### Aim
Count the lines below that contain the string "tuft" and give only that number.

### Supplied data
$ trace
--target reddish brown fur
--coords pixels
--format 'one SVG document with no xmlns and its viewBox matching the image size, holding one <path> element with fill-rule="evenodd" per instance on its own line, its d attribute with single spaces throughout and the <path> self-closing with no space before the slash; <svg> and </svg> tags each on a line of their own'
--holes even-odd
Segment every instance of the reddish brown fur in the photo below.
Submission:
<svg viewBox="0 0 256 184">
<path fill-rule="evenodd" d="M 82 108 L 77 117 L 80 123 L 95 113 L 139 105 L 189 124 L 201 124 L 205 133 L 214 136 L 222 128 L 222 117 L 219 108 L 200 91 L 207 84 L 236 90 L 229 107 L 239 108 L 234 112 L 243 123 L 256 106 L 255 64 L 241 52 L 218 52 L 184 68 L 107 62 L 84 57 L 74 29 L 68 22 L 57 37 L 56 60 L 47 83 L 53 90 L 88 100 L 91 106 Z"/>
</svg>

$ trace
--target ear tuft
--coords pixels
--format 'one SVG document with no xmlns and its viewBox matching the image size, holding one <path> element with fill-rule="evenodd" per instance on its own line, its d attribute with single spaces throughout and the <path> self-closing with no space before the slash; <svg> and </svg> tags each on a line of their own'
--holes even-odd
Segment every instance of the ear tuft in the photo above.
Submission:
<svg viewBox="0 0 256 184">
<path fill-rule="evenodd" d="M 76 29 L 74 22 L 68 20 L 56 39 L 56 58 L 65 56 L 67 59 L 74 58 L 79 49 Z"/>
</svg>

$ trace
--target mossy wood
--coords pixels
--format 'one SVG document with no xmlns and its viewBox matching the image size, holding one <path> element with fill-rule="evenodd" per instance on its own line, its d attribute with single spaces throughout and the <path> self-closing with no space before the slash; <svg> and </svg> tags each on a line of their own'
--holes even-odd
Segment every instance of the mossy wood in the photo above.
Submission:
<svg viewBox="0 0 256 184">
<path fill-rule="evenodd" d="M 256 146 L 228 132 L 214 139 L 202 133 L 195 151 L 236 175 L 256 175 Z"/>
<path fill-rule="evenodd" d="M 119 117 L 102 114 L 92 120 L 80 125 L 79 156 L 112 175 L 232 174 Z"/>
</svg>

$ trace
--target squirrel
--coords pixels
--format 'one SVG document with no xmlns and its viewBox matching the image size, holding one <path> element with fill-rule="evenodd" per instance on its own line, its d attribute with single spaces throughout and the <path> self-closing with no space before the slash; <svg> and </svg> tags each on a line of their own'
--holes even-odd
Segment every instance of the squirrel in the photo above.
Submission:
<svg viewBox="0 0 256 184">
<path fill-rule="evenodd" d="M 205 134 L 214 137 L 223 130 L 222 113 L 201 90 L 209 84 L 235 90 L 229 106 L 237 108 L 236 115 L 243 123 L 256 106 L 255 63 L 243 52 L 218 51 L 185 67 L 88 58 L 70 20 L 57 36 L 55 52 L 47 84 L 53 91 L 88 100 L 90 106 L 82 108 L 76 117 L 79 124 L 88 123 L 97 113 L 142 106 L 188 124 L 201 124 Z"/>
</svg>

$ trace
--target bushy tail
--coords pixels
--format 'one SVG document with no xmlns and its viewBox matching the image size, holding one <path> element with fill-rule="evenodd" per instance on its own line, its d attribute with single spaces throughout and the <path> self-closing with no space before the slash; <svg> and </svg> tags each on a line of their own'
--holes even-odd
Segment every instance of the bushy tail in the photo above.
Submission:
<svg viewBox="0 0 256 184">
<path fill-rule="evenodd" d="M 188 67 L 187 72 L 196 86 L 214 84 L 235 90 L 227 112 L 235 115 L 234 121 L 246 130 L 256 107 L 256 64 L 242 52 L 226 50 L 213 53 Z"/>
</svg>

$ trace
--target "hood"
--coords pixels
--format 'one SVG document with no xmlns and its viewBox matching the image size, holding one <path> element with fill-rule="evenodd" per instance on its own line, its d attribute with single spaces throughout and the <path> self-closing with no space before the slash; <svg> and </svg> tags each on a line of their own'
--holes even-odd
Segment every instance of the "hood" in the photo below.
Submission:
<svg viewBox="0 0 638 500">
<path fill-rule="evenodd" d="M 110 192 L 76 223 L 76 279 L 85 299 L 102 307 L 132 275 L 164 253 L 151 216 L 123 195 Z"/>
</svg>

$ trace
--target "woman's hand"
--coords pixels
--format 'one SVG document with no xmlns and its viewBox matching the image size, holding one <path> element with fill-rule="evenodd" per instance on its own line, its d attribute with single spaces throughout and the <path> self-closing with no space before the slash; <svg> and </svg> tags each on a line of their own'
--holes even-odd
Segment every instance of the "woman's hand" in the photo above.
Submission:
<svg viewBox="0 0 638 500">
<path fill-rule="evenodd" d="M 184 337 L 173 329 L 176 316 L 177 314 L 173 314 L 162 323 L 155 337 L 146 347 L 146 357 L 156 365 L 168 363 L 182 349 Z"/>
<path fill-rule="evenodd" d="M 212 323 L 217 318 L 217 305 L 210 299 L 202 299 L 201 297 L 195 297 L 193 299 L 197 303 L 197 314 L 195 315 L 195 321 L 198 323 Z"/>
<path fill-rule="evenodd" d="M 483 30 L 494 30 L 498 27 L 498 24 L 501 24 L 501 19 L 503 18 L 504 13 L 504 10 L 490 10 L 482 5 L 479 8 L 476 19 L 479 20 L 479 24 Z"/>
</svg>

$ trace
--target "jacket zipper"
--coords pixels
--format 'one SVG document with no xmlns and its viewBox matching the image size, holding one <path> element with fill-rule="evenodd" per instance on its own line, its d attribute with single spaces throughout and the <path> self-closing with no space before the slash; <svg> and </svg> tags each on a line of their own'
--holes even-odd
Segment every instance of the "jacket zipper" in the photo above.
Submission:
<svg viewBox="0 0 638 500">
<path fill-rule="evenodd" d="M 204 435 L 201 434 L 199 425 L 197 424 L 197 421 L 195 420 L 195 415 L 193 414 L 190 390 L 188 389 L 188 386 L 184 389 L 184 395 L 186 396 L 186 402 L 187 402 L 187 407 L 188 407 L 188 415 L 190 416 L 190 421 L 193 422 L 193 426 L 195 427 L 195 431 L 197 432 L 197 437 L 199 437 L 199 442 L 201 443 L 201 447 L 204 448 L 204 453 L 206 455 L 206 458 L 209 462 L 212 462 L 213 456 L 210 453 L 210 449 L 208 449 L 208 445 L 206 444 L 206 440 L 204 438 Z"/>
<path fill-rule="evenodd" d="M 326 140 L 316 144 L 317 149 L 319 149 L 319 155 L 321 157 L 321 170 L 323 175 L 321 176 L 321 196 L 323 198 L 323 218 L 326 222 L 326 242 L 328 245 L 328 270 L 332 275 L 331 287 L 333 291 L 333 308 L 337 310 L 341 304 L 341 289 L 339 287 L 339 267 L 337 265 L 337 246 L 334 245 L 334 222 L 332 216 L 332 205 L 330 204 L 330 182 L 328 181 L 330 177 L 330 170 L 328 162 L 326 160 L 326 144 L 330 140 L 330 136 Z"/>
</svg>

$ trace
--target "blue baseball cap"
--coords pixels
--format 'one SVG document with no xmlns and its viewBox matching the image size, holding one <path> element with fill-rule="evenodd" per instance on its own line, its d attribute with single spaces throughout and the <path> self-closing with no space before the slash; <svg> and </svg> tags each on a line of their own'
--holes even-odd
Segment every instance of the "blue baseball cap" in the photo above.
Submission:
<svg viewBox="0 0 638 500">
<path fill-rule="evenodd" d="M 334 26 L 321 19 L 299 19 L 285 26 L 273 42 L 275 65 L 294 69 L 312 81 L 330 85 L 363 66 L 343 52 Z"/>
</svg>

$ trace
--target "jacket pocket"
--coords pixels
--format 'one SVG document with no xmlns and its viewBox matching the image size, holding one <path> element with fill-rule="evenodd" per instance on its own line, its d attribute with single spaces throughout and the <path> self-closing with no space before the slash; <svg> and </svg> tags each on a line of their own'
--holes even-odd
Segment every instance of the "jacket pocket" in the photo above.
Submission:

### Solved exercise
2